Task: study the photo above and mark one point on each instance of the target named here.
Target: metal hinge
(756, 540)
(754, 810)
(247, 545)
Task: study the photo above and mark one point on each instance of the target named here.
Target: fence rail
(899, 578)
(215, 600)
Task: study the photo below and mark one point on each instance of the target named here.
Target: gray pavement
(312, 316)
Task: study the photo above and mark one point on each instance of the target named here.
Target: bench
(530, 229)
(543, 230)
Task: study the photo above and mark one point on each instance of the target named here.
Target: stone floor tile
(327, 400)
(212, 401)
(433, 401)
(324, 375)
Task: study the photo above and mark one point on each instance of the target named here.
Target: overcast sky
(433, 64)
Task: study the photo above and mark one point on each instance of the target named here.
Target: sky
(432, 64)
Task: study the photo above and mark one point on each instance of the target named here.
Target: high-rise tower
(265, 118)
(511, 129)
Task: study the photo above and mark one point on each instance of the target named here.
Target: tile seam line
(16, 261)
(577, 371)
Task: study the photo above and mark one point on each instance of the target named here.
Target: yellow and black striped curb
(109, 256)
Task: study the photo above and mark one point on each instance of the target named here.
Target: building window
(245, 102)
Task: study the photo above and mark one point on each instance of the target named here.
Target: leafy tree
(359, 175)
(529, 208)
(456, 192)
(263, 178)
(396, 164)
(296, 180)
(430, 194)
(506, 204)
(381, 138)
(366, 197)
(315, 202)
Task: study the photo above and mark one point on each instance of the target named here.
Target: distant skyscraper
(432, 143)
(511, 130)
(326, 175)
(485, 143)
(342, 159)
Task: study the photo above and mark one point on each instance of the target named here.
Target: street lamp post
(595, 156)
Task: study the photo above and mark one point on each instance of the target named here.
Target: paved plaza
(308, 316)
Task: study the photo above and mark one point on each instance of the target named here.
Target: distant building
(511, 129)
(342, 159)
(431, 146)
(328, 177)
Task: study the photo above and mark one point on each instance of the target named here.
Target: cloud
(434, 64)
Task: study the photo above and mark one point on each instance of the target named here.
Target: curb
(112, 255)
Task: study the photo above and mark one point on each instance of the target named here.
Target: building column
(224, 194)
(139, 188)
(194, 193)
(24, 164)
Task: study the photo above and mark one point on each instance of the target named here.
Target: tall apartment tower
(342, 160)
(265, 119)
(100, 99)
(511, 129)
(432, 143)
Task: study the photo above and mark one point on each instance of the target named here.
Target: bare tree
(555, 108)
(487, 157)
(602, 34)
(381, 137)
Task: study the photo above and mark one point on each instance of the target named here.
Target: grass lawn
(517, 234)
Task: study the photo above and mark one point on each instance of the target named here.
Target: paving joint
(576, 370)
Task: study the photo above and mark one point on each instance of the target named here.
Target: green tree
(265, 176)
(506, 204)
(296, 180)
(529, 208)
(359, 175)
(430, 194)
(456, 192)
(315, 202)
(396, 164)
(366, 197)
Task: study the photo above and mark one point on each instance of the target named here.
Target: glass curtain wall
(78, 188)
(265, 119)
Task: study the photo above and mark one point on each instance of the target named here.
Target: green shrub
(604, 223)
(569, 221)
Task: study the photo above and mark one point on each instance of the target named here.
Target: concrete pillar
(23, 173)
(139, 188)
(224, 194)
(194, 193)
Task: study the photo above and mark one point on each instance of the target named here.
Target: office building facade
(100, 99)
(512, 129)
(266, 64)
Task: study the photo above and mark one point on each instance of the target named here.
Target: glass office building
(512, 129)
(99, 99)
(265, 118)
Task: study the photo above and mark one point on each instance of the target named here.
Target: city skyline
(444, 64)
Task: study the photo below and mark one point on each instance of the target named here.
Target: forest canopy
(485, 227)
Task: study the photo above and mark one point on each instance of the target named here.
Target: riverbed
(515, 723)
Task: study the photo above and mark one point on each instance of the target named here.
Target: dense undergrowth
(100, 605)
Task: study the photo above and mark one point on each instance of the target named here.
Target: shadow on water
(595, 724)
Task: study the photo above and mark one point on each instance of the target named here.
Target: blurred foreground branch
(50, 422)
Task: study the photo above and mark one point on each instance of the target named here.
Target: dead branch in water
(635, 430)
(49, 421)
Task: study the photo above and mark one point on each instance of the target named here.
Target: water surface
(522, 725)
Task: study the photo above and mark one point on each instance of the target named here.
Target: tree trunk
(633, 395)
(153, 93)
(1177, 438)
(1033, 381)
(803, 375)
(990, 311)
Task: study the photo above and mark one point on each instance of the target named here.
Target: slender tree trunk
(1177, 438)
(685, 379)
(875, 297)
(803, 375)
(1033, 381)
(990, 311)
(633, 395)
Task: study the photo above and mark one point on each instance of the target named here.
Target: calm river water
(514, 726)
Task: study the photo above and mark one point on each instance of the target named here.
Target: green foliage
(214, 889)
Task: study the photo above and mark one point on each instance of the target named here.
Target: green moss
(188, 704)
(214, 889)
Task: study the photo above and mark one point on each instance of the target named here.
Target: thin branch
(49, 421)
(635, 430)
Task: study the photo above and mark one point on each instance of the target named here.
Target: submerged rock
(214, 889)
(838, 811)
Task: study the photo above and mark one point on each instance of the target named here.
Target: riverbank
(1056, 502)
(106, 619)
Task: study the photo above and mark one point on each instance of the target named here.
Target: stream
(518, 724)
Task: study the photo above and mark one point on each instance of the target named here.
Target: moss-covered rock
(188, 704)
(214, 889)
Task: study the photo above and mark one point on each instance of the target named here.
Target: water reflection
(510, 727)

▸ **EXERCISE BRIEF**:
Pick out each line of the records above that contains the word "tile" and copy those lines in full.

▸ **EXPECTED OUTPUT**:
Target: stone floor tile
Target: tile seam line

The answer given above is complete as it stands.